**CONSIGNE**
Recopiez mot pour mot le passage de l'article sur Norma qui commence par « Au milieu d’une » et continue jusqu'à « fait partie ? ».

**ARTICLE**
Cecilia Bartoli dans Norma au Théâtre des Champs-Elysées (Photo Vincent PONTET)

Au milieu d’une salle – celle du Théâtre des Champs-Élysées – en liesse, quelques personnes demeurent le visage impassible sinon maussade. Alors que leurs voisins applaudissent à tout rompre, elles gardent les mains paresseuses, esquissant de vagues battements sans conviction. Mais qui sont donc ces rabat-joie dont l’auteur de ce billet doit avouer qu’elle fait partie ?

Il s’agit de journalistes et critiques musicaux « en mission » pour découvrir la production salzbourgeoise de Norma, le célèbre ouvrage de Bellini, créée en 2013 autour de la mezzo-soprano Cecilia Bartoli. Depuis son album (2007) et ses concerts dédiés à la diva assoluta Maria Malibran (1808-1836), on sait combien la cantatrice italienne est attachée à rafraîchir et raviver les couleurs de l’opéra du début du XIXe siècle, empâtées au fil des ans par les pompes bourgeoises d’une interprétation toujours plus emphatique. « L’influence du classicisme est particulièrement sensible dans Norma, tout comme l’attachement à la tradition rhétorique du baroque« , plaide Cecilia Bartoli (1).

**LIGNES AFFICHÉES**

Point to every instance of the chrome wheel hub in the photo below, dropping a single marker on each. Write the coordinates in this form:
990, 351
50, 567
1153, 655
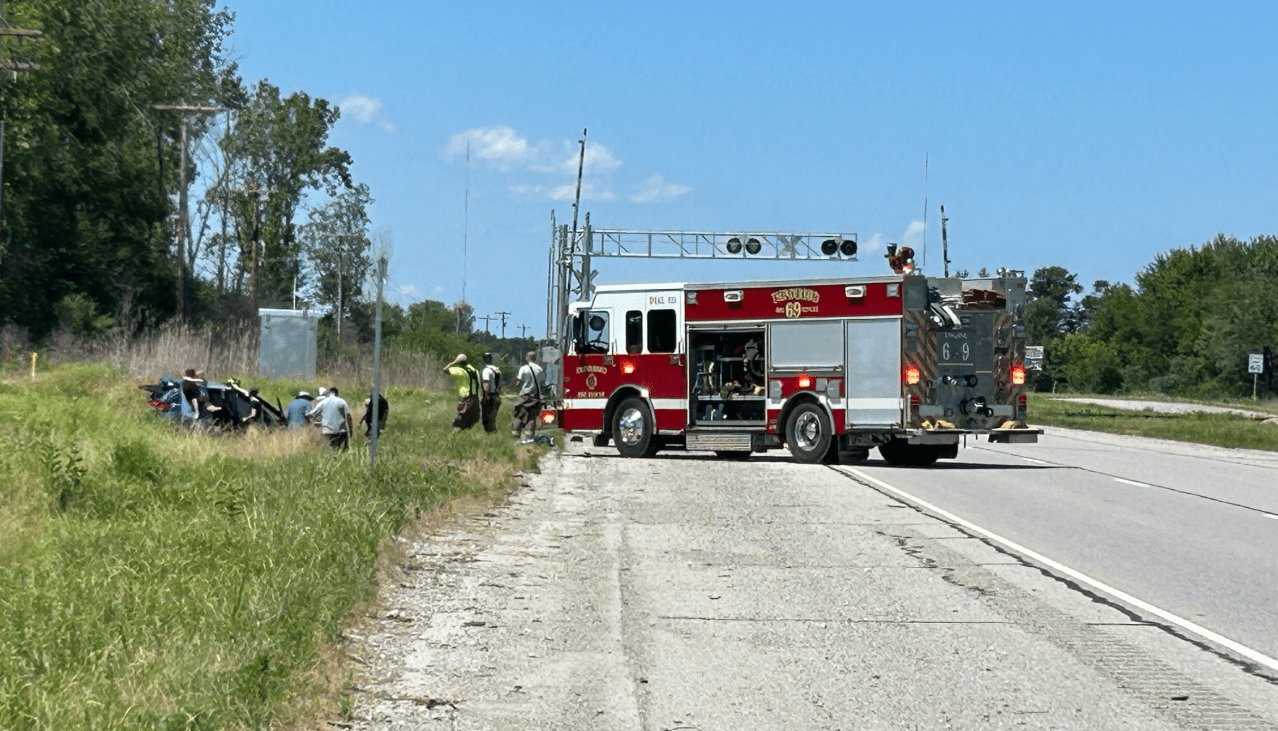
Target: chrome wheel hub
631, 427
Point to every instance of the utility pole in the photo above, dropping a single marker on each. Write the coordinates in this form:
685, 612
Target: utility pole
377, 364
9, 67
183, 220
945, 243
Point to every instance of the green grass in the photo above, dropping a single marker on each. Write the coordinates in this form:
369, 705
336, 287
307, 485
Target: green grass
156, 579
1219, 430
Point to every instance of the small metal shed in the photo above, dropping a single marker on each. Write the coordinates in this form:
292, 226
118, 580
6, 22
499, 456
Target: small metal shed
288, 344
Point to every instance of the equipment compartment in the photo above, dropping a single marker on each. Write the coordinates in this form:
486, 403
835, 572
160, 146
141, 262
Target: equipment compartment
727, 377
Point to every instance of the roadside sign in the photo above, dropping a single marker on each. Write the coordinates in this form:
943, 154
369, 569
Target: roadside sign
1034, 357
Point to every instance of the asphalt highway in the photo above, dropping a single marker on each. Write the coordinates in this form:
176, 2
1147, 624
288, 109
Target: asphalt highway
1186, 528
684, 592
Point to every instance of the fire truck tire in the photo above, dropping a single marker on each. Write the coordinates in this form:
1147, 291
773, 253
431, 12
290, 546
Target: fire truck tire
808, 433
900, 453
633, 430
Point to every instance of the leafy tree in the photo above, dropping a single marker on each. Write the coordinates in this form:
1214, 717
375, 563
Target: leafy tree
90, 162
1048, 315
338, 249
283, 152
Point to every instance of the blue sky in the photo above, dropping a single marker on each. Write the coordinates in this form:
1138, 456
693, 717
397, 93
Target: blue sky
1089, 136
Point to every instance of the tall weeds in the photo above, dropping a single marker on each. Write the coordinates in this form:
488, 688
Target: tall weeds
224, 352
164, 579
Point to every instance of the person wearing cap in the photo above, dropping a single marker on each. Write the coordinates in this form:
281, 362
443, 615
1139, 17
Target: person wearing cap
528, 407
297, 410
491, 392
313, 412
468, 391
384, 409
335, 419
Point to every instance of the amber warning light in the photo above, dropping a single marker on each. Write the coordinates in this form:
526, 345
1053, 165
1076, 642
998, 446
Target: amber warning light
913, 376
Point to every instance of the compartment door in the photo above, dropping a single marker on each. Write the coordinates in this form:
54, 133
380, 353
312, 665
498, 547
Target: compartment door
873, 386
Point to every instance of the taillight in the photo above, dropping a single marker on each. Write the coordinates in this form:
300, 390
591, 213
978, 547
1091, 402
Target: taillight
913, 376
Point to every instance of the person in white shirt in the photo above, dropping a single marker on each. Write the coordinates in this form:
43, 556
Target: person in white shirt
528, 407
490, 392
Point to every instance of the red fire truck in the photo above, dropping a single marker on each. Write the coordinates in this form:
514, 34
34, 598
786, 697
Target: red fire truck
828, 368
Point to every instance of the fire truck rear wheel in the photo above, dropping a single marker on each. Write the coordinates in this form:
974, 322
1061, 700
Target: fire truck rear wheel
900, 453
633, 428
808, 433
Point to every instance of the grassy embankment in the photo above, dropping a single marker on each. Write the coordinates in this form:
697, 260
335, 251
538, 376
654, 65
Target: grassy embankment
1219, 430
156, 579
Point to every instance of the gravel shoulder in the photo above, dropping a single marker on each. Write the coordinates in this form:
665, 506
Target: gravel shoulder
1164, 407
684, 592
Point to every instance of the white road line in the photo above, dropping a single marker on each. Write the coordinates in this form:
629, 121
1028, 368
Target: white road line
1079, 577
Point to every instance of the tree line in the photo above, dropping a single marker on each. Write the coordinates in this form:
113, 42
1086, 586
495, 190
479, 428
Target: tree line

**RÉPONSE**
Au milieu d’une salle – celle du Théâtre des Champs-Élysées – en liesse, quelques personnes demeurent le visage impassible sinon maussade. Alors que leurs voisins applaudissent à tout rompre, elles gardent les mains paresseuses, esquissant de vagues battements sans conviction. Mais qui sont donc ces rabat-joie dont l’auteur de ce billet doit avouer qu’elle fait partie ?